Gib aus den Datensätzen unten den Abschnitt wieder, der mit der Zeile beginnt, die "I need to know—whereabouts is the sunlit" enthält, und mit der Zeile endet, die "[200,0,243,130]" enthält. Beide Zeilen gehören dazu, und jede Zeile bleibt unverändert.

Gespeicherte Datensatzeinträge
-*-

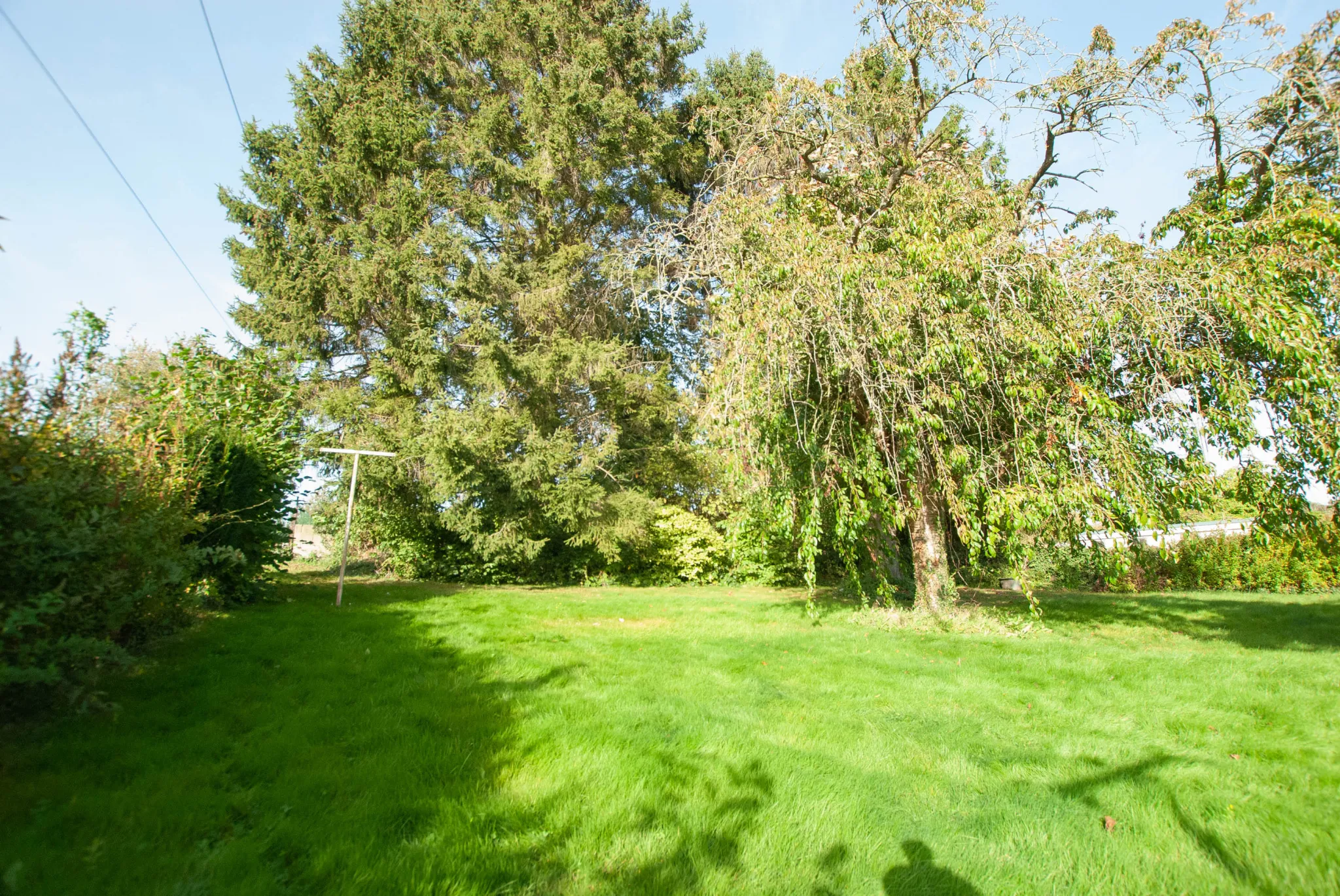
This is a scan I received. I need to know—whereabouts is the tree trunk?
[910,466,957,613]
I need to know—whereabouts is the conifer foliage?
[222,0,702,576]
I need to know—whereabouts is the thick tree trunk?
[910,468,957,613]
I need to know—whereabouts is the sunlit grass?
[0,581,1340,896]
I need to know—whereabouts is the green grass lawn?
[0,581,1340,896]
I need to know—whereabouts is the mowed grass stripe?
[0,583,1340,895]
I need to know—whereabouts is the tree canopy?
[222,0,1340,608]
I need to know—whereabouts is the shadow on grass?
[1056,753,1280,896]
[885,840,981,896]
[1020,593,1340,649]
[0,583,798,896]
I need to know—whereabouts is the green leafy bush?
[0,312,300,710]
[1033,521,1340,593]
[0,316,197,704]
[107,339,302,606]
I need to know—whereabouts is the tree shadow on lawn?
[0,583,803,895]
[1055,753,1280,896]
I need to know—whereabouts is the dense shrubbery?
[0,312,299,707]
[1036,523,1340,593]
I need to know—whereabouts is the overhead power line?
[0,7,232,334]
[200,0,243,130]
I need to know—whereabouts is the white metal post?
[320,449,395,607]
[335,454,358,607]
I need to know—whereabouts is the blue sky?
[0,0,1325,360]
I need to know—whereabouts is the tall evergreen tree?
[221,0,705,576]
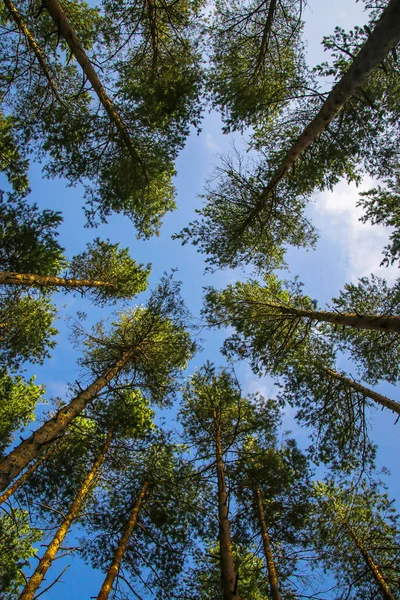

-*-

— Antwort zur Aufgabe —
I need to know—whereabouts is the sunlit grass?
[0,581,1340,896]
I need to know—whereabouts is the green grass lawn?
[0,581,1340,896]
I need to know—whereabouts is the mowed grass stripe?
[0,583,1340,895]
I need to know—whereabouts is the tree canopy?
[222,0,1340,608]
I need to know—whereabouts is the shadow on grass?
[1056,753,1280,896]
[885,840,981,896]
[1020,593,1340,649]
[0,583,798,896]
I need to know—whereabouts is the green leafy bush?
[0,312,300,710]
[1033,521,1340,593]
[0,316,197,704]
[107,339,302,606]
I need to know—whereabouts is the tree shadow on lawn?
[0,583,803,895]
[1055,753,1280,896]
I need to know—whereabouts is the dense shrubbery?
[0,312,299,707]
[1036,523,1340,593]
I need to know—whereabouts is the overhead power line?
[0,7,232,334]
[200,0,243,130]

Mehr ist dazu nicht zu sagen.